Exercise instructions: The required result is the exact run of lines beginning at the one containing "Spot the banana leaf, then" and ending at the last line of the entries.

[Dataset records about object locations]
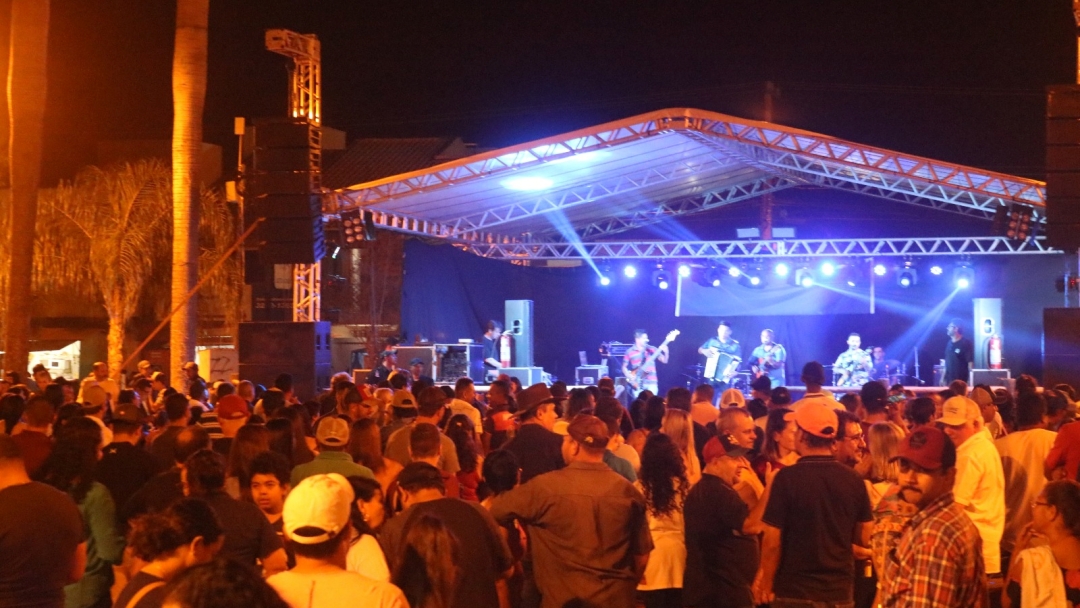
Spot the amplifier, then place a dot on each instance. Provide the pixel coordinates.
(528, 376)
(589, 374)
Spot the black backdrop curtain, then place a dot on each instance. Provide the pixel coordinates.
(449, 294)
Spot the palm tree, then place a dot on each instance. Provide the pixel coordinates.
(189, 92)
(99, 235)
(26, 107)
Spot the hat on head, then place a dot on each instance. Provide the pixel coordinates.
(404, 399)
(321, 503)
(589, 431)
(959, 410)
(333, 432)
(94, 396)
(982, 396)
(732, 397)
(721, 445)
(534, 396)
(927, 447)
(127, 413)
(817, 419)
(232, 407)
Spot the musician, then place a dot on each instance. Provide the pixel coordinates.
(769, 359)
(854, 364)
(635, 362)
(491, 333)
(729, 353)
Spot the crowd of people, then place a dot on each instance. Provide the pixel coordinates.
(400, 492)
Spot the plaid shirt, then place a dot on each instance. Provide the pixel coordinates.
(937, 561)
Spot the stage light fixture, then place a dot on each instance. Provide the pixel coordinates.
(963, 277)
(526, 184)
(804, 278)
(661, 279)
(907, 275)
(713, 277)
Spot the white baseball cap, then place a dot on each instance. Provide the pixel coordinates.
(321, 502)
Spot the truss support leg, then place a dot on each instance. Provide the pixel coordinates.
(307, 292)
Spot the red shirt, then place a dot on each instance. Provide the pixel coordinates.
(35, 447)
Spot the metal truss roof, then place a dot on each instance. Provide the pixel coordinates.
(595, 183)
(754, 250)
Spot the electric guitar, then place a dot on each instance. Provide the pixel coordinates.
(632, 374)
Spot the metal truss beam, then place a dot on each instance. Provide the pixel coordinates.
(544, 151)
(588, 193)
(741, 250)
(686, 206)
(811, 147)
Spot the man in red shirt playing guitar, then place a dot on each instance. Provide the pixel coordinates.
(639, 363)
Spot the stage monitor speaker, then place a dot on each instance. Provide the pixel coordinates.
(989, 377)
(1063, 166)
(528, 376)
(426, 354)
(987, 324)
(1061, 346)
(520, 325)
(300, 349)
(589, 375)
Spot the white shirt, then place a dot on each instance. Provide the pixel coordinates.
(335, 589)
(1023, 454)
(458, 406)
(981, 489)
(365, 557)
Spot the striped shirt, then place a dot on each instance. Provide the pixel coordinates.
(937, 561)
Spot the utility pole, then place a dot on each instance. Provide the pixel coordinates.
(770, 91)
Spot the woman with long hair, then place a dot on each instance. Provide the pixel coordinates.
(70, 468)
(251, 441)
(663, 483)
(366, 515)
(365, 446)
(427, 570)
(779, 449)
(281, 438)
(1048, 575)
(678, 426)
(462, 432)
(185, 535)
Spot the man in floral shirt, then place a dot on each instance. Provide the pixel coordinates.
(939, 559)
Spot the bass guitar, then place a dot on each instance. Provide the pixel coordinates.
(632, 378)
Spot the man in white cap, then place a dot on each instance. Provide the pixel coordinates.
(980, 480)
(316, 527)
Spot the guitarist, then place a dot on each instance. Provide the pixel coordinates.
(639, 363)
(723, 343)
(769, 359)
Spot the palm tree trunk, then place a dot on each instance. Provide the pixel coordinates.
(26, 106)
(189, 92)
(116, 347)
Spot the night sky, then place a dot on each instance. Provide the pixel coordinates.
(954, 80)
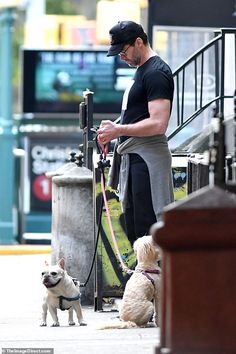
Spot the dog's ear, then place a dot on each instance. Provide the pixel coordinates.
(61, 263)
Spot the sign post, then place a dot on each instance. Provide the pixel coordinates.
(6, 125)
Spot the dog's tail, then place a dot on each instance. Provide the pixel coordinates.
(118, 325)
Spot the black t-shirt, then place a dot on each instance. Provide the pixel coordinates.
(152, 80)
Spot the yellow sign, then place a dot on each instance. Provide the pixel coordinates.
(10, 3)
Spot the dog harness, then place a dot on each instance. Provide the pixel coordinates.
(61, 298)
(146, 272)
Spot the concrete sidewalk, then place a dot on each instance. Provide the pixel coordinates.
(20, 312)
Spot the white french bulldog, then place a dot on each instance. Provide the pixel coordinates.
(63, 292)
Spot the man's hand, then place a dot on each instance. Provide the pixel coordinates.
(107, 131)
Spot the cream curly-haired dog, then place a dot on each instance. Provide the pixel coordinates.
(141, 296)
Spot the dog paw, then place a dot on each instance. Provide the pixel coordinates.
(55, 324)
(83, 324)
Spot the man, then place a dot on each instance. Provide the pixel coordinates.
(145, 181)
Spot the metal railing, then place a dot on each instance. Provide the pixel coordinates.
(192, 95)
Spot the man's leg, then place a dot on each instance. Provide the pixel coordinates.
(140, 215)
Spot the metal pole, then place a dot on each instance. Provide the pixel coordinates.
(6, 125)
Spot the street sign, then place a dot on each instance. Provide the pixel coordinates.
(10, 3)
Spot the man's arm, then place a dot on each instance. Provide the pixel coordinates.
(157, 123)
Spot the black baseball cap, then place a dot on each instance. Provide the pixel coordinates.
(123, 32)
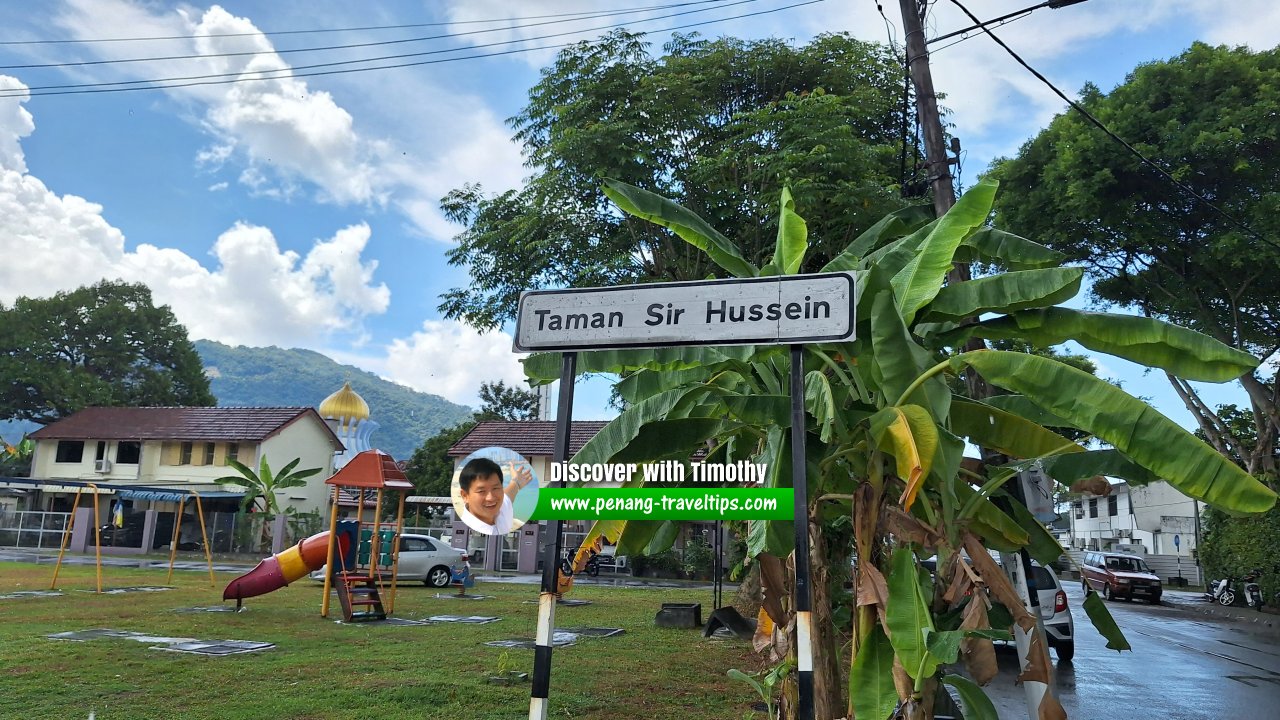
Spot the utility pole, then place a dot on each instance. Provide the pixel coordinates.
(938, 169)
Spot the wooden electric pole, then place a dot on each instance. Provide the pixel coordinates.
(938, 171)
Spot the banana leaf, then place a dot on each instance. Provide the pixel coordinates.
(681, 220)
(871, 682)
(917, 283)
(1014, 251)
(1016, 437)
(792, 237)
(1006, 292)
(1130, 425)
(908, 615)
(1023, 408)
(894, 226)
(1146, 341)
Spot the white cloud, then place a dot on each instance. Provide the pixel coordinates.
(451, 360)
(287, 137)
(256, 295)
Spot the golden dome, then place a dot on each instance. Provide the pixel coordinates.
(344, 405)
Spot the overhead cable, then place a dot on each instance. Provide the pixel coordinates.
(1115, 137)
(316, 31)
(286, 73)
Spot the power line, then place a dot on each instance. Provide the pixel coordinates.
(375, 44)
(289, 73)
(1138, 154)
(405, 26)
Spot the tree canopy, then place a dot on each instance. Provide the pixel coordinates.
(718, 124)
(430, 469)
(1208, 117)
(103, 345)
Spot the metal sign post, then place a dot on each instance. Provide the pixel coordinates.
(800, 484)
(769, 310)
(552, 541)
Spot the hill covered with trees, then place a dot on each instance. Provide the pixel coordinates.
(270, 376)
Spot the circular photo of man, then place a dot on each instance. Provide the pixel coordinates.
(494, 491)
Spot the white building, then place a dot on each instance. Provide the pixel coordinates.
(179, 449)
(1150, 519)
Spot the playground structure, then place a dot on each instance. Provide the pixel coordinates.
(357, 572)
(181, 499)
(357, 554)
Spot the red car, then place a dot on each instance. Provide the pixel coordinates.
(1115, 574)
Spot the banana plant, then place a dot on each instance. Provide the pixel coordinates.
(886, 438)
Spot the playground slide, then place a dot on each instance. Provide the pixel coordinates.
(279, 570)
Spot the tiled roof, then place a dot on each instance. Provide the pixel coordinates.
(231, 424)
(526, 437)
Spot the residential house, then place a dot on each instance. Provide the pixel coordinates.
(179, 449)
(1147, 519)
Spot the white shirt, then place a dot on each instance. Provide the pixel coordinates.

The reply:
Spot the banana leaf, then place a dot on each instance. Provide the pixel coordinates.
(681, 220)
(871, 682)
(917, 283)
(1014, 251)
(1016, 437)
(792, 237)
(1006, 292)
(1130, 425)
(908, 615)
(1023, 408)
(894, 226)
(1146, 341)
Spot the white cloud, then place a dot on each instance. Provide the pixel coordinates.
(451, 360)
(287, 137)
(256, 295)
Spot the golden dome, then place a dot on each instance. Provide the pixel coordinates.
(344, 405)
Spot the overhead cable, then place a dot on each instance. Provide the pixel coordinates.
(1115, 137)
(316, 31)
(286, 73)
Spot the power line, then place a dot on each instance. Provide the pixel coordinates.
(375, 44)
(289, 73)
(1138, 154)
(405, 26)
Spot the tree canopy, then place a dot on each instance. Provide the pixel coordinates.
(718, 124)
(430, 469)
(1208, 117)
(103, 345)
Spot the metal sign post, then place a dot on each instance. Provide the pixel coordinates.
(800, 484)
(769, 310)
(552, 541)
Spot the hill covered with trees, then place a dot on each instance. Provide the pixel coordinates.
(270, 376)
Spot the circular photo of man, then place a dot on each instance. Provide the pixel coordinates.
(494, 491)
Spot the white building, then place a dot on each instance. Provide the pixel coordinates.
(179, 449)
(1150, 519)
Spot the playground structure, then place a dot on each instance. Provide the pixel coordinates.
(357, 572)
(181, 499)
(357, 554)
Spot the red car, then place a dot on each instance. Provide the pixel coordinates.
(1115, 574)
Spot the banana plant, then place a dot on each instance. Provide the pixel coordinates.
(886, 438)
Spot the playground slide, then place a dot on each instance. Provide the pixel coordinates.
(279, 570)
Spot the tiled roof, then place a dot on each instance. Provide the pixel coordinates.
(231, 424)
(526, 437)
Spot the residential house, then place a dot on each instance. Provide the pixel coordinates.
(179, 449)
(1147, 519)
Spot the white shirt, then place a dot on each instance. Provide the pixel coordinates.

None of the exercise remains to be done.